▸ **QUESTIONS ON THE MATERIAL**:
1: In the essay, what does the bill awaiting the Governor-General's signature allow?
2: Return the passage of the essay starting with "Though he was" and going on through "time of immorality.".

TEXT below:

The recent dilemma faced by the Governor-General of Jamaica, a practising Adventist and former pastor, who was required to sign into law a practice his denomination considers sinful, has highlighted once again the gap between Christian orthodoxy and orthopraxy. I waited with bated breath as I wondered, "Will the Governor General ‘betray’ his own sense of ethics if he signs?" Since then, I had seriously wondered about the concept of morality and about its dispensation. And even questioned the morality of imposing said morality on others who choose not to hold to that particular brand of "morality". The gap between belief and practice has often been the ground on which many question whether the tenets of Christian doctrine are liveable in the ‘real world’. That collision of the sacred [absolute belief that gambling is wrong] and the secular [passing of the bill that allows for casino gambling, which, at the time, awaited his signature] in the scenario presented, has brought to the fore the importance of interrogating moral “absolutes” of Christian ethics as necessary in light of the recent dilemma faced by the Governor General of Jamaica. The ethical challenge the governor-general faced provides, perhaps, an opportunity for ethicists, theologians and students of theology to reflect upon situation[al] ethics and how the ‘church’ can be involved in nation building without coming into outright conflict with the secular national agenda. This essay argues that for Christians to impact the nation, they must be willing to look beyond their "rigidly absolute" ideas of morality for the interest of the majority. Letting go of the notion of ‘absolute morality’ is therefore necessary if the church is to make any significant impact in postmodern times. I offer, below, part of my musings around the idea of morality (albeit a sanitised theologising of the issue).

Though he was unwilling to comment on the Governor General’s (GG’s)Dilemma, current President of the Central Jamaica Conference of Seventh-Day Adventist, Pastor Dennis Bignall was unapologetic and unequivocal about the church’s stance on gambling.
"I will not be able to speak about him (Sir Patrick), I speak for myself and the church. we remain resolutely against gambling,"[1] Bignal said. However, he added that Sir Allen “is serving the nation, and the good book says as servants, you are called to obey who you serve,"[2] adding that Christians should not withdraw from public life since they are needed in this time of immorality.

End of TEXT.
DATA UNDER STUDY below:

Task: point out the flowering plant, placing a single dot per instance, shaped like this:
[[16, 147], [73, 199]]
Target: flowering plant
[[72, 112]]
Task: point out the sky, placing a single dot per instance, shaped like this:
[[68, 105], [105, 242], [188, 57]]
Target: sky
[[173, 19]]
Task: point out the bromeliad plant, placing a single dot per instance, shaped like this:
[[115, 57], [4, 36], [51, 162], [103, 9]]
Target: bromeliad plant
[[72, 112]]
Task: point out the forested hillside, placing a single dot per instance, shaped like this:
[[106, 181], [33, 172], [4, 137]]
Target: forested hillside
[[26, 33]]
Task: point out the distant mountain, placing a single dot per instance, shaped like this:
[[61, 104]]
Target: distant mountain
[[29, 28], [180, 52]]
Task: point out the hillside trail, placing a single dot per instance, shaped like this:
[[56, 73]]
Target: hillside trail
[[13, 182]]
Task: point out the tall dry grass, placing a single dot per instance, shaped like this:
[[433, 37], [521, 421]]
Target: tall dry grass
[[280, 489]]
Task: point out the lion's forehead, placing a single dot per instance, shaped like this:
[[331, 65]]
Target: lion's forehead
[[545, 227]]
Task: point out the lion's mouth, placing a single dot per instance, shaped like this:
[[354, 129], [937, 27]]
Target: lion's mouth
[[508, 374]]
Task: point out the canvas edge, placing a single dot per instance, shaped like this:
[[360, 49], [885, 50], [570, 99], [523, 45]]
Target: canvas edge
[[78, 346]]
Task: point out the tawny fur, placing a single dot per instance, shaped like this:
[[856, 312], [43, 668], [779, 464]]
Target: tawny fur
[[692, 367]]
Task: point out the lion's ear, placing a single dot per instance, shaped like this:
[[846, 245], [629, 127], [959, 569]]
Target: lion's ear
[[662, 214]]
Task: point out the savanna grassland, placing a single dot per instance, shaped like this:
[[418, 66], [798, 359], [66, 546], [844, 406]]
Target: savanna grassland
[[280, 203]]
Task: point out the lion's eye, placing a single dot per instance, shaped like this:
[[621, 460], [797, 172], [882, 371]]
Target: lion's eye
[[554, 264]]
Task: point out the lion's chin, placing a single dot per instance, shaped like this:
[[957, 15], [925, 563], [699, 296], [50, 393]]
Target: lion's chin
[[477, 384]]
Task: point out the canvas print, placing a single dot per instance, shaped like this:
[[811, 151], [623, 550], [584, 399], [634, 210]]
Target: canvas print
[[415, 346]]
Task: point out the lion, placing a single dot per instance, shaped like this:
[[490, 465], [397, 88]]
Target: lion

End of DATA UNDER STUDY.

▸ **TASK-BY-TASK ANSWERS**:
1: Casino gambling.

2:
Though he was unwilling to comment on the Governor General’s (GG’s)Dilemma, current President of the Central Jamaica Conference of Seventh-Day Adventist, Pastor Dennis Bignall was unapologetic and unequivocal about the church’s stance on gambling.
"I will not be able to speak about him (Sir Patrick), I speak for myself and the church. we remain resolutely against gambling,"[1] Bignal said. However, he added that Sir Allen “is serving the nation, and the good book says as servants, you are called to obey who you serve,"[2] adding that Christians should not withdraw from public life since they are needed in this time of immorality.